┌─ DOCUMENT TEXT

Her daughter-in-law shoed us the kitchen/cooking room. 

Dung
took us to the fish farm and showed us the different sea creatures they collect
to sell to local families and businesses. We saw a man mending his nylon net.
Some children/vendors came by in a small boat. They sold two shells to one of
our group then wanted them back. As a compromise, she gave them one and kept one.


Our
next rip was on the local ferry. Right now it is the only way to get from the
tourist side of the city to the area where most of the locals live. Looming over
the ferries is the new suspension bridge under construction - due to open in July.
The ferry was very efficient and carried all sorts of vehicles, so its fate was
undetermined at the time. It was great fun being part of the bustling local scene. 

From
the ferry we took a van ride up to the top of the city and looked down on the
seaside. There were six-story hotels with no elevators. These places are popular
with the Vietnamese who vacation here in the summer. The big seaside places are
used by the foreign tourists who come during the winter-spring season. I spent
my free time catching up on my journal and making a "Spirit of Flat Stanley"
doll to replace the one I had lost. It made me feel only a little better. 
In
the evening Dung took us to a traditional Vietnamese restaurant for a delicious
fondu-type progressive soup. A wok full of hot broth boiled on a hot plate while
our waiter added a couple of ingredients and served then added a couple more and
served - until we were all satisfied. It was fun, delicious and different - a
discovery. March 28 (Tuesday) HaLong Bay to Hanoi By 8:30 a.m. we
were on the road with the horn-honking Vietnamese. No one seemed upset. They were
just driving along honking their horns for no apparent reason. One of our
bus lessons was about how the houses here a built. They used to be made of brick
with a mortar mad of lime and sand. Nowadays they cover the brick with concrete
to waterproof them. Brick houses are the most comfortable especially in the hot
weather. All floors are tile. The Vietnamese flag is red with a yellow lone
star. The red represents the blood of the soldiers, the yellow the yellow people.
The five points on the star represent the five continents (America, Asia, Africa,
Europe and Australia). We stopped to observe some "buffalo boys"
who were riding their water buffalos out in the field. They came up to our van.
In talking with Dung one explained that they control the animals by putting stones
in their noses. I didn't understand how that worked. One thing we had noticed
here and in other countries were the tremendous loads the people can carry on
their motor bikes as well as their regular bikes. One man had four very large
live pigs strapped to the sides of his motor bike. A woman was riding her regular
bike with four 8-foot ladders attached. 
Further
on down the road we stopped to take a walk through a farming village. We came
upon a family have a death ceremony for their mother who had died about four years
ago. (The Vietnamese celebrate death days rather than birthdays.) The adults were
in their 60s. They eagerly invited us to join them. Once inside the house they
showed us pictures of two brothers who had fought in the American War in South
Viet Nam. One was buried in a cemetery in the Central Highlands of South Viet
Nam. The other was missing in action. They welcomed us like old friends and invited
us to share tea. With Dung as interpreter, the outgoing spokesman for their group
told us that we were the first Americans any of them had ever met. He told us
how wonderful it is that our countries are becoming friends and Viet Nam is recovering
from the war. One of the men in our group explained that he had been in the service
at that time but had never left the States. The two men hugged. It was all very
moving and healing.

└─

DIRECTIONS:
1. Does each statement, (a) through (c), agree with the Vietnam travel account? Answer yes or no for each, and quote the deciding words from the account.
(a) The new suspension bridge is due to open in July.
(b) The six-story hotels have elevators.
(c) The five points on the star of the Vietnamese flag represent five continents.
2. Answer these questions from the Vietnam travel account:
(a) What material was the net that the man was mending?
(b) By what time on March 28 was the group on the road?
(c) How many live pigs did one man have strapped to his motor bike?
3. Extract from the Vietnam travel account the stretch from "Her daughter-in-law shoed" through "and kept one.".
The lines after this point come from a separate source.

┌─ DATASET SECTION

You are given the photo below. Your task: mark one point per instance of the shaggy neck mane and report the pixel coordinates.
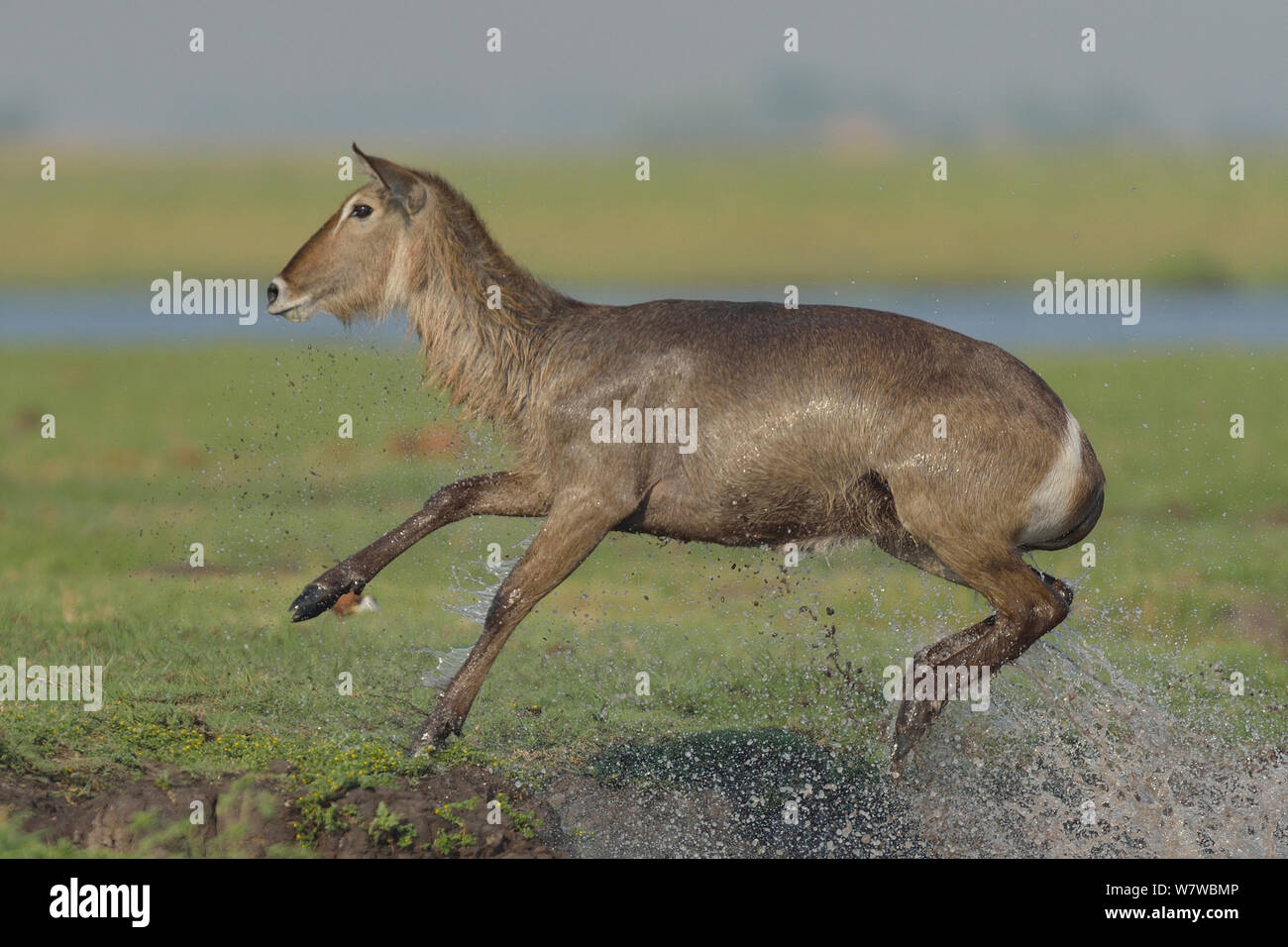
(485, 359)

└─

COMPLETED EXERCISE:
1.
(a) Yes: "due to open in July"
(b) No: "There were six-story hotels with no elevators."
(c) Yes: "The five points on the star represent the five continents"

2.
(a) Nylon
(b) 8:30 a.m.
(c) Four

3.
Her daughter-in-law shoed us the kitchen/cooking room. 

Dung
took us to the fish farm and showed us the different sea creatures they collect
to sell to local families and businesses. We saw a man mending his nylon net.
Some children/vendors came by in a small boat. They sold two shells to one of
our group then wanted them back. As a compromise, she gave them one and kept one.